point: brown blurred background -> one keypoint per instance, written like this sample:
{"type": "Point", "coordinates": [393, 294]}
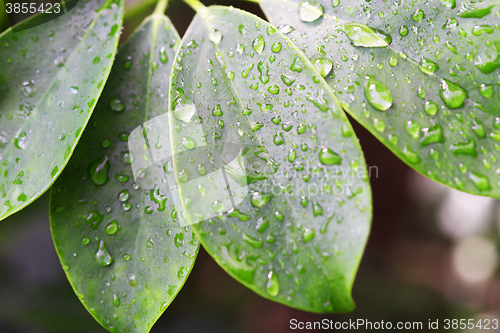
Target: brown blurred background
{"type": "Point", "coordinates": [432, 254]}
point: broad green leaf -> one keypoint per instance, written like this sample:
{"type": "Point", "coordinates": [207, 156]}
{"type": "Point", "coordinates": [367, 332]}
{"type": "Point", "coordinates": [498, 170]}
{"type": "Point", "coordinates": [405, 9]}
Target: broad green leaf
{"type": "Point", "coordinates": [421, 76]}
{"type": "Point", "coordinates": [51, 77]}
{"type": "Point", "coordinates": [123, 249]}
{"type": "Point", "coordinates": [267, 158]}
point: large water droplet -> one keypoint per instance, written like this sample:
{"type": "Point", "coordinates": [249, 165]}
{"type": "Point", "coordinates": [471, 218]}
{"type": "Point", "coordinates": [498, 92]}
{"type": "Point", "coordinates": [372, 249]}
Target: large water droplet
{"type": "Point", "coordinates": [98, 171]}
{"type": "Point", "coordinates": [323, 65]}
{"type": "Point", "coordinates": [329, 157]}
{"type": "Point", "coordinates": [310, 11]}
{"type": "Point", "coordinates": [272, 285]}
{"type": "Point", "coordinates": [102, 256]}
{"type": "Point", "coordinates": [481, 182]}
{"type": "Point", "coordinates": [258, 44]}
{"type": "Point", "coordinates": [378, 94]}
{"type": "Point", "coordinates": [365, 36]}
{"type": "Point", "coordinates": [452, 94]}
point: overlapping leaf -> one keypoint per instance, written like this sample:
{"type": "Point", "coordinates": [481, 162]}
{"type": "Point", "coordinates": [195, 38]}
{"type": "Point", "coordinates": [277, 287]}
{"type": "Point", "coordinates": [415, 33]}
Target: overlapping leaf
|---|
Rewrite every line of the rows above as a numbered list, skipping any blank lines and leaving out the pictures.

## Result of this exercise
1. point: brown blurred background -> one keypoint per instance, written like this sample:
2. {"type": "Point", "coordinates": [393, 294]}
3. Target: brown blurred background
4. {"type": "Point", "coordinates": [432, 254]}
5. point: broad green leaf -> one keypoint per instance, written like this sample:
6. {"type": "Point", "coordinates": [207, 156]}
7. {"type": "Point", "coordinates": [367, 332]}
8. {"type": "Point", "coordinates": [498, 170]}
9. {"type": "Point", "coordinates": [405, 9]}
10. Target: broad green leaf
11. {"type": "Point", "coordinates": [421, 76]}
12. {"type": "Point", "coordinates": [51, 77]}
13. {"type": "Point", "coordinates": [123, 249]}
14. {"type": "Point", "coordinates": [267, 158]}
15. point: large water droplet -> one keypoint per instance, written like this sample:
16. {"type": "Point", "coordinates": [249, 165]}
17. {"type": "Point", "coordinates": [471, 218]}
18. {"type": "Point", "coordinates": [498, 92]}
19. {"type": "Point", "coordinates": [372, 249]}
20. Target: large water droplet
21. {"type": "Point", "coordinates": [98, 171]}
22. {"type": "Point", "coordinates": [323, 65]}
23. {"type": "Point", "coordinates": [329, 157]}
24. {"type": "Point", "coordinates": [310, 11]}
25. {"type": "Point", "coordinates": [272, 285]}
26. {"type": "Point", "coordinates": [102, 256]}
27. {"type": "Point", "coordinates": [481, 182]}
28. {"type": "Point", "coordinates": [258, 44]}
29. {"type": "Point", "coordinates": [378, 94]}
30. {"type": "Point", "coordinates": [365, 36]}
31. {"type": "Point", "coordinates": [452, 94]}
32. point: overlapping leaf -> one keypoint per instance, written like this sample:
33. {"type": "Point", "coordinates": [481, 162]}
34. {"type": "Point", "coordinates": [195, 38]}
35. {"type": "Point", "coordinates": [277, 287]}
36. {"type": "Point", "coordinates": [415, 33]}
37. Target: overlapping leaf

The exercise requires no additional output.